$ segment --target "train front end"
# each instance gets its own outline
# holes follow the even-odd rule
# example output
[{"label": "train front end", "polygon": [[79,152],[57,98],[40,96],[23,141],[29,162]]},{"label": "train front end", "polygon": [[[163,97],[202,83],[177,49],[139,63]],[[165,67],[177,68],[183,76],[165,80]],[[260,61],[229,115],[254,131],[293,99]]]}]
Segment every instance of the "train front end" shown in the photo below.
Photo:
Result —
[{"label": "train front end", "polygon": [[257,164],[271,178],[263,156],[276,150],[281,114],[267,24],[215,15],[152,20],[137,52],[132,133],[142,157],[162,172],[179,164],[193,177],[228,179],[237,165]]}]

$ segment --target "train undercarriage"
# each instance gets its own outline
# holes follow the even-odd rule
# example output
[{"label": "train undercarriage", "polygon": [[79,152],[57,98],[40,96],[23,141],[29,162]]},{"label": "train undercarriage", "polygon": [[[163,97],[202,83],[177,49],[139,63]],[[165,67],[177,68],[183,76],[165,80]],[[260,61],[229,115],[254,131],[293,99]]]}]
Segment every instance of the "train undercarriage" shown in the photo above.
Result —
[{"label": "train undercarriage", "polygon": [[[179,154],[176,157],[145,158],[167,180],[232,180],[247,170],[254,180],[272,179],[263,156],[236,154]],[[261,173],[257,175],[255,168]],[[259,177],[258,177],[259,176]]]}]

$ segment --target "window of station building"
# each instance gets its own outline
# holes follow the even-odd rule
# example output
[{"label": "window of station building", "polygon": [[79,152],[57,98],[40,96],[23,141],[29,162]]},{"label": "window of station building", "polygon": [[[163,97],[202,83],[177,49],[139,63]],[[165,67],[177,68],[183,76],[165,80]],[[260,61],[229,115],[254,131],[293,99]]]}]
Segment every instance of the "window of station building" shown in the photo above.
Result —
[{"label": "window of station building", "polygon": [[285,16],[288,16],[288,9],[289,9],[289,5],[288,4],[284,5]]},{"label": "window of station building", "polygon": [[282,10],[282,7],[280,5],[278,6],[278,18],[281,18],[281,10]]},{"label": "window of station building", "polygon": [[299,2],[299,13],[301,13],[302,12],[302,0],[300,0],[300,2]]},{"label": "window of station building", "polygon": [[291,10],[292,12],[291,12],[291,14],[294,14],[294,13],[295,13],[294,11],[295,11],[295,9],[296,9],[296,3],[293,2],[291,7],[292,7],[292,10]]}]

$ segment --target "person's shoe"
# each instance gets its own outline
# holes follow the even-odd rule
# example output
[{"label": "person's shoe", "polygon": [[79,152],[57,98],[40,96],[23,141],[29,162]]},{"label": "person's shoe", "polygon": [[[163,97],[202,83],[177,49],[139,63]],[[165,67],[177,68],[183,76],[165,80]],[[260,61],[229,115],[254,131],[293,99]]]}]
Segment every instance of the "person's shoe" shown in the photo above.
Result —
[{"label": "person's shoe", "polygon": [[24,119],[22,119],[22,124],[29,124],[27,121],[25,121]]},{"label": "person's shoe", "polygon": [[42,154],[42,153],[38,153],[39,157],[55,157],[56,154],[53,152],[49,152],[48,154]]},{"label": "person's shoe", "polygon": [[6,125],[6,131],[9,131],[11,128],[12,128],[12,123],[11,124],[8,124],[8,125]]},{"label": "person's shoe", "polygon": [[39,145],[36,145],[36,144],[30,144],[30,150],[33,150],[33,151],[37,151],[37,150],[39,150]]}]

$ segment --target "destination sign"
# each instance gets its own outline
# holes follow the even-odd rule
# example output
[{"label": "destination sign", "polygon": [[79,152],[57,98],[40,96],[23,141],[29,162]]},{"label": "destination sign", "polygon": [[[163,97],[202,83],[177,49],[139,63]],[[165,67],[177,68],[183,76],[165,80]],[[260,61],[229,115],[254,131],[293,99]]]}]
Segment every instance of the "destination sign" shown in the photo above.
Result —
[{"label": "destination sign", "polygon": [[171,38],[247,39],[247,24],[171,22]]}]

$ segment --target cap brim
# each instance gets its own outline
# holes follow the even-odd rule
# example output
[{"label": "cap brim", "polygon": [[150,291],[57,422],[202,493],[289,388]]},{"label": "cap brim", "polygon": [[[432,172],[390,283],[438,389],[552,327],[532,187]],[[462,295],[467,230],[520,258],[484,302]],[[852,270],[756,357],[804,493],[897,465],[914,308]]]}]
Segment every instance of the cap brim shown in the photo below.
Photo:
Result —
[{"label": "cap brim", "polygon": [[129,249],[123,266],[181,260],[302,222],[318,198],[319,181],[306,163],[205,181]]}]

> SET EXERCISE: Write out the whole listing again. Match it word for word.

> WRITTEN RESPONSE:
$ segment --target "train front end"
# each instance gets its own outline
# holes follow the even-odd rule
# example output
[{"label": "train front end", "polygon": [[79,152],[57,98],[40,96],[23,141],[29,162]]},{"label": "train front end", "polygon": [[[163,97],[202,83],[177,49],[139,63]],[[165,67],[177,68],[183,76],[165,80]],[[260,61],[229,115],[254,131],[293,99]]]}]
Segment every instance of the "train front end" shown in the photo below.
Photo:
Result —
[{"label": "train front end", "polygon": [[257,164],[271,178],[263,156],[276,150],[281,114],[267,24],[215,15],[152,20],[137,52],[132,133],[142,157],[162,172],[179,164],[193,177],[228,179],[237,165]]}]

$ segment --target "train undercarriage"
# each instance gets its own outline
# holes follow the even-odd rule
# example output
[{"label": "train undercarriage", "polygon": [[79,152],[57,98],[40,96],[23,141],[29,162]]},{"label": "train undercarriage", "polygon": [[[163,97],[202,83],[177,49],[139,63]],[[165,67],[177,68],[183,76],[165,80]],[[260,61],[229,115],[254,131],[293,99]]]}]
Segment every instance of the "train undercarriage" shown in the photo above.
Result —
[{"label": "train undercarriage", "polygon": [[[179,154],[176,157],[145,158],[167,180],[232,180],[247,170],[254,180],[272,179],[263,156],[236,154]],[[261,173],[257,175],[255,168]],[[259,177],[258,177],[259,176]]]}]

$ segment --target "window of station building"
# each instance gets its own outline
# holes follow the even-odd rule
# example output
[{"label": "window of station building", "polygon": [[79,152],[57,98],[40,96],[23,141],[29,162]]},{"label": "window of station building", "polygon": [[[163,97],[202,83],[177,49],[139,63]],[[165,67],[177,68],[183,76],[165,80]],[[260,61],[229,115],[254,131],[293,99]]]}]
Segment every instance of the "window of station building" shown in the photo above.
Result —
[{"label": "window of station building", "polygon": [[285,16],[288,16],[288,9],[289,9],[289,5],[288,4],[284,5]]},{"label": "window of station building", "polygon": [[282,10],[282,7],[280,5],[278,6],[278,18],[281,18],[281,10]]},{"label": "window of station building", "polygon": [[299,2],[299,13],[301,13],[302,12],[302,0],[300,0],[300,2]]},{"label": "window of station building", "polygon": [[291,10],[292,12],[291,12],[291,14],[294,14],[294,13],[295,13],[294,11],[295,11],[295,9],[296,9],[296,3],[293,2],[291,7],[292,7],[292,10]]}]

$ segment --target "person's shoe"
# each instance gets its own outline
# holes follow the even-odd rule
# example output
[{"label": "person's shoe", "polygon": [[79,152],[57,98],[40,96],[23,141],[29,162]]},{"label": "person's shoe", "polygon": [[[163,97],[202,83],[177,49],[139,63]],[[165,67],[177,68],[183,76],[165,80]],[[260,61],[229,115],[254,131],[293,99]]]}]
Segment every instance of the "person's shoe" shown in the photo above.
Result —
[{"label": "person's shoe", "polygon": [[24,119],[22,119],[22,124],[29,124],[27,121],[25,121]]},{"label": "person's shoe", "polygon": [[42,154],[42,153],[38,153],[39,157],[55,157],[56,154],[53,152],[49,152],[48,154]]},{"label": "person's shoe", "polygon": [[6,125],[6,131],[9,131],[11,128],[12,128],[12,123],[11,124],[8,124],[8,125]]},{"label": "person's shoe", "polygon": [[39,145],[36,145],[36,144],[30,144],[30,150],[33,150],[33,151],[37,151],[37,150],[39,150]]}]

$ segment --target "destination sign"
# each instance gets its own outline
# holes follow the even-odd rule
# example output
[{"label": "destination sign", "polygon": [[79,152],[57,98],[40,96],[23,141],[29,162]]},{"label": "destination sign", "polygon": [[[163,97],[202,83],[177,49],[139,63]],[[165,67],[177,68],[183,76],[165,80]],[[260,61],[229,115],[254,131],[293,99]]]}]
Segment every instance of the "destination sign" shown in the photo above.
Result —
[{"label": "destination sign", "polygon": [[171,38],[247,39],[247,24],[171,22]]}]

$ segment --target cap brim
# each instance gets its own outline
# holes follow the even-odd rule
# example output
[{"label": "cap brim", "polygon": [[150,291],[57,422],[202,493],[289,388]]},{"label": "cap brim", "polygon": [[[432,172],[390,283],[438,389],[552,327],[532,187]],[[462,295],[467,230],[520,258],[484,302]],[[852,270],[756,357],[804,493],[897,465],[914,308]]]}]
Segment every instance of the cap brim shown in the photo below.
Photo:
Result —
[{"label": "cap brim", "polygon": [[129,249],[123,266],[181,260],[302,222],[318,198],[319,181],[306,163],[205,181]]}]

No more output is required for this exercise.